Copy the records from their beginning through the line containing "box: [242, 418, 313, 427]", swapping every "rough mask" for "coarse mask" and keeping everything else the same. Leave the pictures out.

## Data for this exercise

==*==

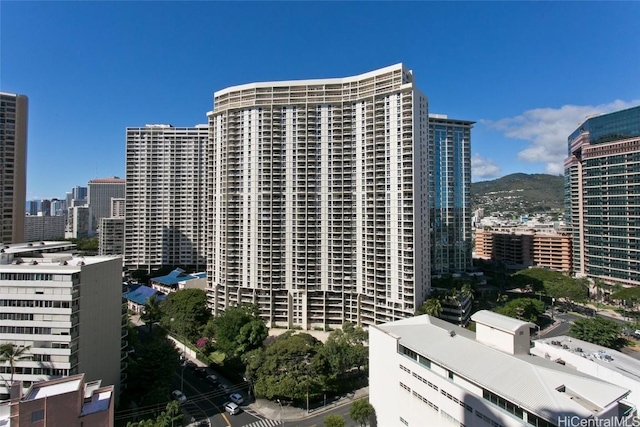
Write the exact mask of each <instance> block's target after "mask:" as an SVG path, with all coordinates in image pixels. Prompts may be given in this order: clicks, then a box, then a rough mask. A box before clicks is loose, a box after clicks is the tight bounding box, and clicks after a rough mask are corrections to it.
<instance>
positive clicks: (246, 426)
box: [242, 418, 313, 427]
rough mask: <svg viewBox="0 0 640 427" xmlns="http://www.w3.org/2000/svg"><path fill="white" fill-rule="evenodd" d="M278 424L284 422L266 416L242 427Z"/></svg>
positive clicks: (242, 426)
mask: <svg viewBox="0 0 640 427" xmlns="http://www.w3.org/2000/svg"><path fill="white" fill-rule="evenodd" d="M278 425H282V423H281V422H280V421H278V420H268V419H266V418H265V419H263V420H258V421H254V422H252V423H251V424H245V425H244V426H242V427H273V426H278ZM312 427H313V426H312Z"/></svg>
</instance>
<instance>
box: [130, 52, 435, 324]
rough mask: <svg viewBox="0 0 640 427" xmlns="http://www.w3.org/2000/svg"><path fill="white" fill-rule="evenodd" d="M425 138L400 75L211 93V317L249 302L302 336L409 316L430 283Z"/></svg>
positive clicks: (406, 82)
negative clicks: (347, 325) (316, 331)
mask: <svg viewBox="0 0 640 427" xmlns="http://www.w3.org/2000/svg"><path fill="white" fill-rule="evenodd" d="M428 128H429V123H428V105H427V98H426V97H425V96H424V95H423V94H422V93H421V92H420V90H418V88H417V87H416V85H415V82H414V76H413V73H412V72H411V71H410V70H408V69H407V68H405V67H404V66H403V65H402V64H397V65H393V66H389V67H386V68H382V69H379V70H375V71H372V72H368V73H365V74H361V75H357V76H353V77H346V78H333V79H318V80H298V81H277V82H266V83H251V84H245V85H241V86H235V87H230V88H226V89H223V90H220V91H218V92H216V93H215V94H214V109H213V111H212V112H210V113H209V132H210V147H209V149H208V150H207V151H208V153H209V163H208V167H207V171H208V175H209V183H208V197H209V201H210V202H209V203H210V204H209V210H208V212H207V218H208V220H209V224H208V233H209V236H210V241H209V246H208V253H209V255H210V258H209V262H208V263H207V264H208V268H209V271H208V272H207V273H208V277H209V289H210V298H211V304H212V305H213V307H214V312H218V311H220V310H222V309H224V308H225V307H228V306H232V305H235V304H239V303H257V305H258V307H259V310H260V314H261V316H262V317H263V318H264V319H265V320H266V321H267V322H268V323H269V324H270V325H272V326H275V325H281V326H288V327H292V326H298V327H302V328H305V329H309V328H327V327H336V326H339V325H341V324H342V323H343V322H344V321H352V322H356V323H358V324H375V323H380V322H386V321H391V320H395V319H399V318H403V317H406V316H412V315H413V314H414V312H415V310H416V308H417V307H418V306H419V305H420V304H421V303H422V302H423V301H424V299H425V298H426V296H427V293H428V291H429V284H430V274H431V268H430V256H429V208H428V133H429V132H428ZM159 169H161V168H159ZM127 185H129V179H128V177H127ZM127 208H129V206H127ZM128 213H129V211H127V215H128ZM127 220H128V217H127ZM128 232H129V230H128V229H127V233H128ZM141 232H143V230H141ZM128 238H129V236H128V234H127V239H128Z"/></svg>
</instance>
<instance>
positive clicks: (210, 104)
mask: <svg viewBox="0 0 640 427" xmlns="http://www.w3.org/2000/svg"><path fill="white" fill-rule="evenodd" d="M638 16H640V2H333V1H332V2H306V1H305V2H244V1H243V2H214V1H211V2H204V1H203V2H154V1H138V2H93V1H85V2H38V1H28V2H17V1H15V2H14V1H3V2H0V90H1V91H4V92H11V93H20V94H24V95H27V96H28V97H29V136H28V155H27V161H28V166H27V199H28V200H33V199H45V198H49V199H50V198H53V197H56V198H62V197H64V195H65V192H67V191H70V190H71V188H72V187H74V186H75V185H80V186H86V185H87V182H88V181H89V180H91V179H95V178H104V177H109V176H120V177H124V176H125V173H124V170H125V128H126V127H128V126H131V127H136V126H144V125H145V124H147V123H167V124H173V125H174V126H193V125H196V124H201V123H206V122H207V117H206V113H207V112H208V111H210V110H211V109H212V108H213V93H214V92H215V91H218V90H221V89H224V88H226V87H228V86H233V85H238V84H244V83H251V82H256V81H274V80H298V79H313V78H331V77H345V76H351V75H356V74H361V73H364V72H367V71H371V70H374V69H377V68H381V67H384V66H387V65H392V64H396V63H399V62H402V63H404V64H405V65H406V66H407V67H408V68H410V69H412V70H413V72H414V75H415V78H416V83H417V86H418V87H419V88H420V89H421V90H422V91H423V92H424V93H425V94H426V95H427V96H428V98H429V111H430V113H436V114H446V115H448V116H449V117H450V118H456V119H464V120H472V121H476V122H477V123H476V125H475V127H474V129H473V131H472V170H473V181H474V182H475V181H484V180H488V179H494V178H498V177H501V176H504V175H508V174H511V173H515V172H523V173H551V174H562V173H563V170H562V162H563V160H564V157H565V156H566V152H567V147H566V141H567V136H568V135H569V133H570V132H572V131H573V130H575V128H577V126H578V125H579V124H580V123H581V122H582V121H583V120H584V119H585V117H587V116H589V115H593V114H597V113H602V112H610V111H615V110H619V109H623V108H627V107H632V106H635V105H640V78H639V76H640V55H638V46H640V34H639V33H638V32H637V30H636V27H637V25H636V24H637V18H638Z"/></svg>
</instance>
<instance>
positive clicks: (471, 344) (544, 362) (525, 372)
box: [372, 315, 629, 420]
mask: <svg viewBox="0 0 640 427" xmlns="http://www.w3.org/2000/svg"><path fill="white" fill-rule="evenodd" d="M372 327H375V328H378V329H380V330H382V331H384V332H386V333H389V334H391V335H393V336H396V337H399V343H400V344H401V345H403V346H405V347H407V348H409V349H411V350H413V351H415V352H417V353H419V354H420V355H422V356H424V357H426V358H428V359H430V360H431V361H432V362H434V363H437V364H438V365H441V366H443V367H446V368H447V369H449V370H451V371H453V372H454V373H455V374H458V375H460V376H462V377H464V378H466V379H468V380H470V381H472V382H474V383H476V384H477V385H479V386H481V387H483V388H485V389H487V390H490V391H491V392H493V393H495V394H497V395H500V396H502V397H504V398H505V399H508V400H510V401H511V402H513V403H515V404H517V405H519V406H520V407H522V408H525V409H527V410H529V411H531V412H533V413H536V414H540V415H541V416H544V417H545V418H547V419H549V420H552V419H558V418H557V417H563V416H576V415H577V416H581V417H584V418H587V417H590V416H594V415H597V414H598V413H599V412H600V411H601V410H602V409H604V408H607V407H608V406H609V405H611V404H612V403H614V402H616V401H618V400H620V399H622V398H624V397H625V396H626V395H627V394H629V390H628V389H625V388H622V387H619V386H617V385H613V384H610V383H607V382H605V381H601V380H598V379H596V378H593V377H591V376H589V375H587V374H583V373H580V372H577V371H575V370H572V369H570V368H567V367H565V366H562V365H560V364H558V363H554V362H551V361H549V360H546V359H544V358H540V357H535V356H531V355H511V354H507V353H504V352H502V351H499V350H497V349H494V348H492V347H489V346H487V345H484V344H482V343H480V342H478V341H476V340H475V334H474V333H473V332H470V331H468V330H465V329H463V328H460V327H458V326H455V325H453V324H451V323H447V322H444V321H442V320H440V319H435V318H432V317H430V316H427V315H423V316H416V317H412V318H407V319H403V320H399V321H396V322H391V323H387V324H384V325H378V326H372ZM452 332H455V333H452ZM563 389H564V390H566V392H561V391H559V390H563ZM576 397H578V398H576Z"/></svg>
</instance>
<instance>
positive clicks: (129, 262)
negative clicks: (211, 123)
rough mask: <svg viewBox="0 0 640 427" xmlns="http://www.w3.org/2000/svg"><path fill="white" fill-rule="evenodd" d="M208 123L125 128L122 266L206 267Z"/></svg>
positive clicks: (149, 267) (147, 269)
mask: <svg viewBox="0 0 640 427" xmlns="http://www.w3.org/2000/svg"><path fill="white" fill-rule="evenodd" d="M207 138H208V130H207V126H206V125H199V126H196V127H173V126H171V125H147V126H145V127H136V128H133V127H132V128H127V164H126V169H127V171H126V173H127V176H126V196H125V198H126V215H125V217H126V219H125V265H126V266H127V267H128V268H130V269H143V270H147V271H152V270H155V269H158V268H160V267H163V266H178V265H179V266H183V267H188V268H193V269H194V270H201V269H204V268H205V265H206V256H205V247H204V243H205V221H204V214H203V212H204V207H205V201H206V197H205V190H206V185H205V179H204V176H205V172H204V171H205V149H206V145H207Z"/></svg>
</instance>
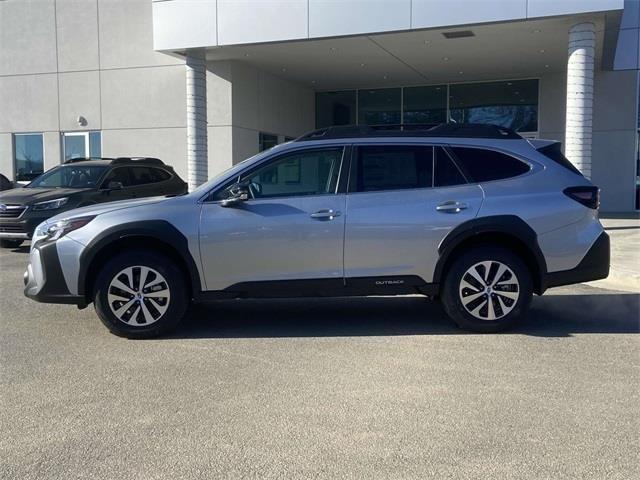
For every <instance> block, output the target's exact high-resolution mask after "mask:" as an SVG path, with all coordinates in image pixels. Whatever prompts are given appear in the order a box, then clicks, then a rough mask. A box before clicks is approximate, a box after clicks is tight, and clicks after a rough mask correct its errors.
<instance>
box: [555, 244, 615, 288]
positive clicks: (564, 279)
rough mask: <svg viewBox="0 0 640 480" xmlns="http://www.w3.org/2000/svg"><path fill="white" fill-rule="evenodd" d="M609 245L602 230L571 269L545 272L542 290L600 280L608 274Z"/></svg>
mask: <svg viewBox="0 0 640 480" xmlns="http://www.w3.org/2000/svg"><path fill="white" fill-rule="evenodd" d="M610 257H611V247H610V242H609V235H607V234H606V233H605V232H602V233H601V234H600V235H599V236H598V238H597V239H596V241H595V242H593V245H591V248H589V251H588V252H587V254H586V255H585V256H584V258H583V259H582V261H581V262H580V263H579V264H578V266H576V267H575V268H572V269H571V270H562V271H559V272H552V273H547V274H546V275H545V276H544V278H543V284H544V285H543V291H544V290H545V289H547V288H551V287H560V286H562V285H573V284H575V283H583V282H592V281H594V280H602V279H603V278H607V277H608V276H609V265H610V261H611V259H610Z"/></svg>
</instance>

==*==

## Answer section
Write the exact mask of each <instance> block's target after "mask:" as an SVG path, with all coordinates in image pixels. Prompts may be given in this order: clicks, then a box, then a coarse mask. A box before clicks is loose, a box after clicks is the tight bounding box, and clicks after a coarse mask are corrections to it.
<instance>
positive clicks: (246, 426)
box: [242, 418, 313, 427]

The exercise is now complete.